*Exercise brief:*
Write out, exactly as they appear, only the lines running from the line with "of the shoe." to the final line of the listing; include both.

Start of Data records

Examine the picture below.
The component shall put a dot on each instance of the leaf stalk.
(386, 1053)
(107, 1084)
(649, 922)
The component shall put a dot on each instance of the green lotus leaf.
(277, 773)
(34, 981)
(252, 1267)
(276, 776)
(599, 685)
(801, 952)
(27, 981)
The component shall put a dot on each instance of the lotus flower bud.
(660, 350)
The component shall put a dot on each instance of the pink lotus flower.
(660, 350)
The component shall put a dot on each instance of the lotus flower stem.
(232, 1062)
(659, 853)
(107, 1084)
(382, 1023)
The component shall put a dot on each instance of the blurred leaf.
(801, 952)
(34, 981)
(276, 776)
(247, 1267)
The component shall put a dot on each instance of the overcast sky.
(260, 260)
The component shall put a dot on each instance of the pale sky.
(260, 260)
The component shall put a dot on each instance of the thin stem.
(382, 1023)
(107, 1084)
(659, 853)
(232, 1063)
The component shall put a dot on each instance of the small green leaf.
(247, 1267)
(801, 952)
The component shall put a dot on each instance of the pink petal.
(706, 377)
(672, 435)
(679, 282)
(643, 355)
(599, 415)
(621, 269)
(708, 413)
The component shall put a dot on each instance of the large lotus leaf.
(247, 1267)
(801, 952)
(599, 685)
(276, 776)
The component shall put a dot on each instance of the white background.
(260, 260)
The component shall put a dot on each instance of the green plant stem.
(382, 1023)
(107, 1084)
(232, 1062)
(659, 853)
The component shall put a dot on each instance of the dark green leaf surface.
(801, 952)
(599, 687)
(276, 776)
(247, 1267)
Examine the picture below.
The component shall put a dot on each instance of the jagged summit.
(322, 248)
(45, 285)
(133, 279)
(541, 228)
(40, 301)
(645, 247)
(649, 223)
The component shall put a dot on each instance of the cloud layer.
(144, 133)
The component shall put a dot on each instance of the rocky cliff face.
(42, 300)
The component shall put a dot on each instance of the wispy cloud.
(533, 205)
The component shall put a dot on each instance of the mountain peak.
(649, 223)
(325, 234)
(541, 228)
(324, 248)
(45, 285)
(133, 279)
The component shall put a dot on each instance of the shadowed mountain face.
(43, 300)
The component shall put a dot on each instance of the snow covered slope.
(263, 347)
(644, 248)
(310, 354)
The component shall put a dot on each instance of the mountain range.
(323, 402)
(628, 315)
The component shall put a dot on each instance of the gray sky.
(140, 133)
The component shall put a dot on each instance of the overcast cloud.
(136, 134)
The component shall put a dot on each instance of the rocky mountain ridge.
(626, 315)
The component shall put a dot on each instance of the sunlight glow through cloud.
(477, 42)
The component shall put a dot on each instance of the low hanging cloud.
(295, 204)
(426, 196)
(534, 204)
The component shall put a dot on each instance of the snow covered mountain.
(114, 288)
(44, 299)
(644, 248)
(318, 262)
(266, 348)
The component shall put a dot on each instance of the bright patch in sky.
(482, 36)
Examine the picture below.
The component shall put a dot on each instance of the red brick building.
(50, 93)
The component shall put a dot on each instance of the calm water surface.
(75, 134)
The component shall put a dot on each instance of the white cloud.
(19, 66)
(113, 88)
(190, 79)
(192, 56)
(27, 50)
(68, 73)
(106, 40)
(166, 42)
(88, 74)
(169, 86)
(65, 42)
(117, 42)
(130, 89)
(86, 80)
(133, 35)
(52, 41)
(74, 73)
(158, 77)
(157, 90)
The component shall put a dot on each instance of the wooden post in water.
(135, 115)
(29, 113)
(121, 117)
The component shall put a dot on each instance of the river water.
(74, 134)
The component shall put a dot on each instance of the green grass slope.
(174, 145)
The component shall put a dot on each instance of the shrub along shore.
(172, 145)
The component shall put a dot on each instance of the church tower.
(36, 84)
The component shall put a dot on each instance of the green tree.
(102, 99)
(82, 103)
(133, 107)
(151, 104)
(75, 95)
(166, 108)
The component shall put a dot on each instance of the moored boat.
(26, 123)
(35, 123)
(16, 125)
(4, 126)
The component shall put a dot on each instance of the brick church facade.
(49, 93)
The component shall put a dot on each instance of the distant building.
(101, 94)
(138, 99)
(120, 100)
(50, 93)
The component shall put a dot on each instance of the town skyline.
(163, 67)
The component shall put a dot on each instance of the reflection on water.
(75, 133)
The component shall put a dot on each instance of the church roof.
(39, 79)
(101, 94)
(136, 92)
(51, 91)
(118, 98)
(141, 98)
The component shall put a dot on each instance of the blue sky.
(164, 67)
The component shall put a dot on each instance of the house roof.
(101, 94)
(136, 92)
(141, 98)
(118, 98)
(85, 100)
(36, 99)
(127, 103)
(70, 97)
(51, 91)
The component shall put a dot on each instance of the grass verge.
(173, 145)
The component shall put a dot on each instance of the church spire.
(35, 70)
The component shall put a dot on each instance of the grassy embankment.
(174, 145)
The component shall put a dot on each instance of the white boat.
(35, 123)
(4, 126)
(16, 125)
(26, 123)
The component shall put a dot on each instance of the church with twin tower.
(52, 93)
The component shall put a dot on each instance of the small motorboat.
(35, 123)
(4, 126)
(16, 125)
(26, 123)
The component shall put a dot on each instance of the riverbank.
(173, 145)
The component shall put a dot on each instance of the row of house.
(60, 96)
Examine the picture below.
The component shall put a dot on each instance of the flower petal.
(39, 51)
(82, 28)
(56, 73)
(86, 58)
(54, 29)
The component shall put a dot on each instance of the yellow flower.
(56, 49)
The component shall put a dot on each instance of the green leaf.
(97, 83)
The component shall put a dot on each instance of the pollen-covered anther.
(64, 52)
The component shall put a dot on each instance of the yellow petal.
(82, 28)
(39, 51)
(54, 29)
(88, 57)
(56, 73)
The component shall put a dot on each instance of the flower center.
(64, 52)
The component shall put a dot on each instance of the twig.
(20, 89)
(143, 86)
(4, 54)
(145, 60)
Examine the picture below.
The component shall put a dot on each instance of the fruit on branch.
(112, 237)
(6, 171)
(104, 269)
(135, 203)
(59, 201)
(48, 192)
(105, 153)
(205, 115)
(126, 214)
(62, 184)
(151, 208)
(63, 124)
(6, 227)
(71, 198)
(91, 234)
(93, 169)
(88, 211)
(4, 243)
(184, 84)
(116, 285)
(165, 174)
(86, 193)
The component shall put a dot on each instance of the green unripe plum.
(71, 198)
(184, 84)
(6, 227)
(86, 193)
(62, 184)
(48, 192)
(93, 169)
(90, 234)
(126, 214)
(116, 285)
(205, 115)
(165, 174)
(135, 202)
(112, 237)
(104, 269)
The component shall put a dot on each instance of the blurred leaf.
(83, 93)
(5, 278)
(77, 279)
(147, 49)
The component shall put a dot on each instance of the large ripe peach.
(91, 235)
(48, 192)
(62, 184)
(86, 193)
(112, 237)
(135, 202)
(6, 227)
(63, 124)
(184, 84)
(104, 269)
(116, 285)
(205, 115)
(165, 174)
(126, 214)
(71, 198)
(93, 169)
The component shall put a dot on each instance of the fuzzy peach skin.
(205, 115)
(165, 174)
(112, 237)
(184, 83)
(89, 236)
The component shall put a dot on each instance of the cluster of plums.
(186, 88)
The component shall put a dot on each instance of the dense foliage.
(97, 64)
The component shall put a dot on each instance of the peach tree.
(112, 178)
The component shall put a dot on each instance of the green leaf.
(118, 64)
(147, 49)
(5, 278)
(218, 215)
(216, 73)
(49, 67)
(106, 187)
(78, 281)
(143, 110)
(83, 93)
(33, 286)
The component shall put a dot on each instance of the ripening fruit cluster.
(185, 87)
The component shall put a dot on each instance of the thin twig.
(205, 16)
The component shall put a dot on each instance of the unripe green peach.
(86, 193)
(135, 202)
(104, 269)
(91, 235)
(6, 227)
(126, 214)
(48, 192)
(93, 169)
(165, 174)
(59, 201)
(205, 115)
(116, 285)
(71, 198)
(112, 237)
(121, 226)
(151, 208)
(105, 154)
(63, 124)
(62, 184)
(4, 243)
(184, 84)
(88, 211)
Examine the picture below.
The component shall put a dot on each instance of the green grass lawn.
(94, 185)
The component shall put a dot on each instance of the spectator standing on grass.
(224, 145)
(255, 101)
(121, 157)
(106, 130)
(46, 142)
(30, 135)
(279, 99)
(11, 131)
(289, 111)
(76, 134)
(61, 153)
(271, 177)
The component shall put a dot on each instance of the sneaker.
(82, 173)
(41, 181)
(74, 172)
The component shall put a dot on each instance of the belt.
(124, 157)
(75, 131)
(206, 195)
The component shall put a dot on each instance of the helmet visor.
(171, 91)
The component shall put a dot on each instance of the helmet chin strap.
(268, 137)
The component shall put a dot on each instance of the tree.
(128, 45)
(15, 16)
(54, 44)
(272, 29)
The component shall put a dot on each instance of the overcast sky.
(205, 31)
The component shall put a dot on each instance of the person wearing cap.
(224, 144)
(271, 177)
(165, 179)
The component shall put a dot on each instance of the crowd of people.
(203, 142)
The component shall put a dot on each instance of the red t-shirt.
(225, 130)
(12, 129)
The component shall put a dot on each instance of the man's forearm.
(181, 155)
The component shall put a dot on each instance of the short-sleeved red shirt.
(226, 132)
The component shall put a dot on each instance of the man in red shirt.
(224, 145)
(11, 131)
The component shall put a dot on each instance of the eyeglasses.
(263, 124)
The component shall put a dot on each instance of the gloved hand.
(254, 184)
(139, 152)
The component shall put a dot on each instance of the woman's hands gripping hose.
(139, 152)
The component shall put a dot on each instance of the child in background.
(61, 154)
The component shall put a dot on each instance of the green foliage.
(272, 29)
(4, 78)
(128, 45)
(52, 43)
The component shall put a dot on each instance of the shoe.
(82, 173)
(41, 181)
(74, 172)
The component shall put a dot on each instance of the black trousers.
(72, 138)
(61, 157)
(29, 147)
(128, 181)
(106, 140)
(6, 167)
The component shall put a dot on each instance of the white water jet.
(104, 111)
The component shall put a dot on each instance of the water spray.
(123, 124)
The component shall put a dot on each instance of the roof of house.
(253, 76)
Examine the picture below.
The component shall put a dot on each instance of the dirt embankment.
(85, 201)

End of Data records

*Expected answer:*
The component shall put a dot on each instance of the shoe.
(82, 173)
(41, 181)
(74, 172)
The component shall put a dot on each instance of the black trousers.
(72, 138)
(61, 157)
(29, 147)
(128, 181)
(106, 140)
(6, 167)
The component shall put a dot on each instance of the white water jet.
(104, 111)
The component shall put a dot on each instance of the water spray.
(123, 124)
The component shall put a dot on each instance of the roof of house.
(253, 76)
Examine the picture below.
The component shall put a dot on each instance of the dirt embankment.
(85, 201)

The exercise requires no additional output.